• The task
Could you copy out every line of the data where the word "facade" occurs?

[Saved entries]
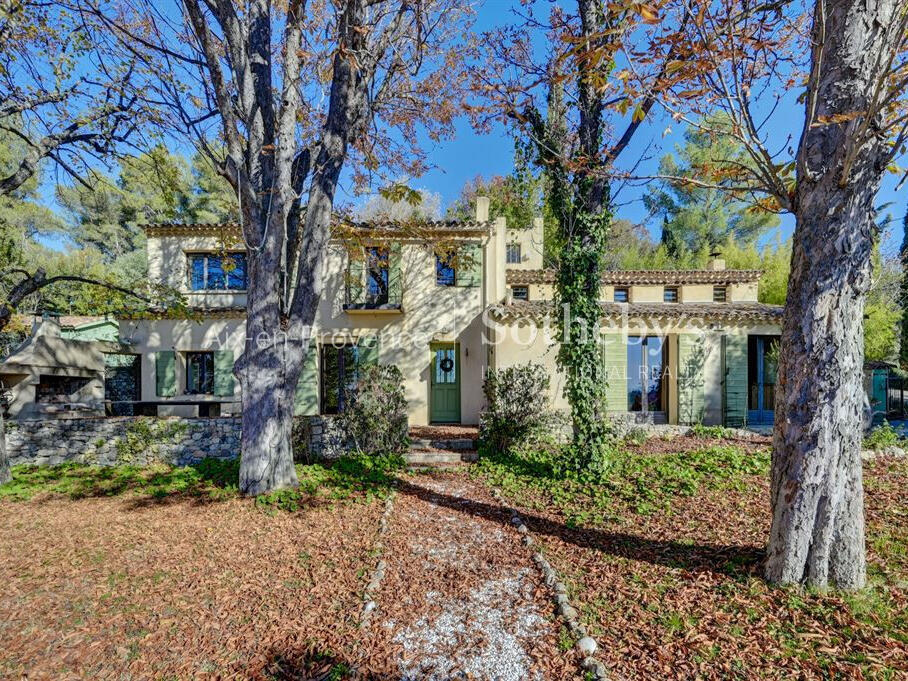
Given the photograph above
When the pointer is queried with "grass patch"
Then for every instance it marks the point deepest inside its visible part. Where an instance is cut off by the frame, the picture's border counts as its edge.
(210, 479)
(645, 482)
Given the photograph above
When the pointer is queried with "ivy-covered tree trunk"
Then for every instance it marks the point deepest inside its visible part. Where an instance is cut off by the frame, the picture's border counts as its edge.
(581, 204)
(5, 473)
(903, 297)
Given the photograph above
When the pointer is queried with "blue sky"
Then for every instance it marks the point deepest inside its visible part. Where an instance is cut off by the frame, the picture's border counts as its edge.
(469, 154)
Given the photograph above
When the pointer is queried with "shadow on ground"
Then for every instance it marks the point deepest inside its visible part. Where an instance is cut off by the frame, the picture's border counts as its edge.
(733, 560)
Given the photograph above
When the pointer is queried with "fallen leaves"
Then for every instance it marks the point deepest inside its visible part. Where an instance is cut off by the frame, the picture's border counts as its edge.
(110, 588)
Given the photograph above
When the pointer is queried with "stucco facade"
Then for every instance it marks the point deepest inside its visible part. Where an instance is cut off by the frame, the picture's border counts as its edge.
(446, 302)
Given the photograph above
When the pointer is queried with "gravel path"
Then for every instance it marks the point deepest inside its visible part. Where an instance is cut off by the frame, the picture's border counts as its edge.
(461, 598)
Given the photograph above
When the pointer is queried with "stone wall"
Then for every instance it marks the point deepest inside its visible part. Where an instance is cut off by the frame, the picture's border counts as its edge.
(326, 439)
(122, 440)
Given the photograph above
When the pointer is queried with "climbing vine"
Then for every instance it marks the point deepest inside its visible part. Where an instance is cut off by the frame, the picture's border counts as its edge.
(577, 298)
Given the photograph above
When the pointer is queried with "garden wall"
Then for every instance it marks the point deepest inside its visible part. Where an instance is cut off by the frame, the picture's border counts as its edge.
(141, 440)
(122, 440)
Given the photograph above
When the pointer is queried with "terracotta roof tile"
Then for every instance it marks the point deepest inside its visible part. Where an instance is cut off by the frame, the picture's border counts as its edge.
(411, 229)
(523, 310)
(627, 277)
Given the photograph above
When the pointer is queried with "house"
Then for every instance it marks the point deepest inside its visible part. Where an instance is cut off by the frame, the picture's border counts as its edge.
(446, 301)
(51, 376)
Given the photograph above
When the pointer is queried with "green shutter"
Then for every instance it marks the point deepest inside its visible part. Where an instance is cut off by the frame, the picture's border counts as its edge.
(469, 266)
(691, 381)
(367, 351)
(356, 277)
(395, 283)
(735, 397)
(614, 361)
(165, 373)
(223, 373)
(305, 398)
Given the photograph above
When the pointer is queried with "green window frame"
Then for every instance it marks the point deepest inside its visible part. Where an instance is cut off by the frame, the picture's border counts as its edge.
(200, 373)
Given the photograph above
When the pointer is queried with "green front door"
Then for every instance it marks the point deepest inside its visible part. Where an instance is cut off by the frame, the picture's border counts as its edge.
(444, 400)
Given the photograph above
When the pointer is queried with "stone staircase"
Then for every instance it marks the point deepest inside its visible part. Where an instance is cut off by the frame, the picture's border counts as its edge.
(427, 450)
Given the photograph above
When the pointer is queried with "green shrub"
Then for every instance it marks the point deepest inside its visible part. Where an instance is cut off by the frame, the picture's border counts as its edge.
(375, 419)
(517, 408)
(636, 436)
(711, 432)
(883, 436)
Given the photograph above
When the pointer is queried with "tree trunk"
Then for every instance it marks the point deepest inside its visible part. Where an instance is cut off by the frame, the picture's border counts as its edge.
(267, 372)
(5, 473)
(817, 534)
(267, 459)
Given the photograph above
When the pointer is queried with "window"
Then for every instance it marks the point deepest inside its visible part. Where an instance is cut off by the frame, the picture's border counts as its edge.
(377, 276)
(59, 388)
(645, 362)
(200, 373)
(338, 369)
(214, 272)
(719, 294)
(445, 275)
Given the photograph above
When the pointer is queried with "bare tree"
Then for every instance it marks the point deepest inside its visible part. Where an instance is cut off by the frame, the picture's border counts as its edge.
(294, 95)
(68, 101)
(553, 77)
(744, 58)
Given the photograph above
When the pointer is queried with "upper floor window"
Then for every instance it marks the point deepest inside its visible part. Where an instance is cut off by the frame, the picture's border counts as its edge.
(377, 276)
(200, 373)
(215, 272)
(720, 294)
(445, 274)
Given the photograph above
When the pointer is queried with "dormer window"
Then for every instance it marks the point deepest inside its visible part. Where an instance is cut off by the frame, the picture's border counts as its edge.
(217, 272)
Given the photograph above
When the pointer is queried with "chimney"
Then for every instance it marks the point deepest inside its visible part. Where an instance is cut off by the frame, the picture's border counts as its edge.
(482, 209)
(46, 326)
(716, 261)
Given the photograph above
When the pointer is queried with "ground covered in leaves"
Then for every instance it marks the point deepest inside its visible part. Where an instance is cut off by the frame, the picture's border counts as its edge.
(462, 598)
(663, 557)
(165, 573)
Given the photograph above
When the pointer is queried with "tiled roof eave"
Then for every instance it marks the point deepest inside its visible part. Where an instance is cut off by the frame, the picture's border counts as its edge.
(406, 230)
(643, 277)
(522, 312)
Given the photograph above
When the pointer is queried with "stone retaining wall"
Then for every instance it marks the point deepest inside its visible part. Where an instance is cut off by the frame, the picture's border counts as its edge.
(140, 440)
(122, 440)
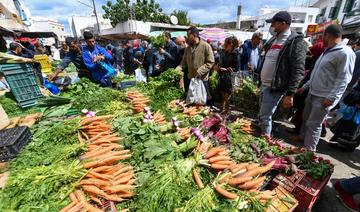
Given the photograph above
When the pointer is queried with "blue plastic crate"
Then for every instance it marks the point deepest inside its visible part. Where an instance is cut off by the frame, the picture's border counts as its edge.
(22, 83)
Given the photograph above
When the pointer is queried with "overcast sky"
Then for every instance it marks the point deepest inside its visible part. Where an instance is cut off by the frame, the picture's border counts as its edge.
(200, 11)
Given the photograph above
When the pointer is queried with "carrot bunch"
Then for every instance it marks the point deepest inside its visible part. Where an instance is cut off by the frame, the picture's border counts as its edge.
(106, 180)
(218, 158)
(93, 126)
(184, 133)
(79, 203)
(138, 100)
(159, 118)
(245, 126)
(191, 111)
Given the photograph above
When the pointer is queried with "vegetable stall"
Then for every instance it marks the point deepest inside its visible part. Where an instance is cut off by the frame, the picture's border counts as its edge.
(144, 149)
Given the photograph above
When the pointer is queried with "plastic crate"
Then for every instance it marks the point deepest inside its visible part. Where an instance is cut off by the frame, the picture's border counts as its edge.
(43, 59)
(308, 191)
(283, 201)
(22, 83)
(12, 141)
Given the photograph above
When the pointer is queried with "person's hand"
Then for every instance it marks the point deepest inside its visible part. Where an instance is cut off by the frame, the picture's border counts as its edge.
(250, 67)
(300, 90)
(288, 102)
(53, 75)
(327, 103)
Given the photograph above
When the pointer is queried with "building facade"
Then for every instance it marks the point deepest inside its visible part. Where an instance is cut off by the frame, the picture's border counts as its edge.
(80, 23)
(42, 24)
(345, 12)
(302, 17)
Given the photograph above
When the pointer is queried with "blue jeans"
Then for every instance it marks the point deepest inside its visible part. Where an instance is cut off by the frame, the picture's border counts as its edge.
(313, 117)
(351, 186)
(269, 101)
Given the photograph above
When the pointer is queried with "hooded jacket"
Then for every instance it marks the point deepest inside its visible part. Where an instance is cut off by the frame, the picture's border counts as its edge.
(290, 65)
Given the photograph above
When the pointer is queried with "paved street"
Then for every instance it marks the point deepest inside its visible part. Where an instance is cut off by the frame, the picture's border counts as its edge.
(346, 165)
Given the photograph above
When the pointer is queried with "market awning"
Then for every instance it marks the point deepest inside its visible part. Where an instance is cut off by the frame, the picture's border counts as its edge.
(213, 34)
(36, 34)
(6, 32)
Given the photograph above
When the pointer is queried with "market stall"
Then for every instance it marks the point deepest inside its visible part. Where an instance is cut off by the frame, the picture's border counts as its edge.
(144, 149)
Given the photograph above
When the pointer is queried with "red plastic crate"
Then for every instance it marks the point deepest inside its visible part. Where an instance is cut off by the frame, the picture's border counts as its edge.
(288, 182)
(308, 191)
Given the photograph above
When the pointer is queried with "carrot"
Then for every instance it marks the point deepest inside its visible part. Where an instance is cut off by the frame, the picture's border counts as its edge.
(197, 179)
(239, 173)
(92, 181)
(117, 188)
(126, 195)
(225, 162)
(99, 152)
(251, 184)
(225, 193)
(224, 178)
(93, 190)
(99, 176)
(68, 207)
(114, 198)
(96, 118)
(219, 166)
(105, 161)
(219, 158)
(123, 170)
(131, 182)
(73, 198)
(239, 180)
(109, 154)
(213, 152)
(102, 168)
(95, 199)
(124, 179)
(252, 166)
(114, 169)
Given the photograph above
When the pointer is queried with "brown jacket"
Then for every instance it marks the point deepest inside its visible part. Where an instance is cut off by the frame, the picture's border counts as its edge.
(199, 63)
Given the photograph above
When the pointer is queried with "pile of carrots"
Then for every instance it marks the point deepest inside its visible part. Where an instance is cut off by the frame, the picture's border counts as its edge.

• Response
When the pointer is queried with "stucco facade"
When the pointer is queried with "building facade"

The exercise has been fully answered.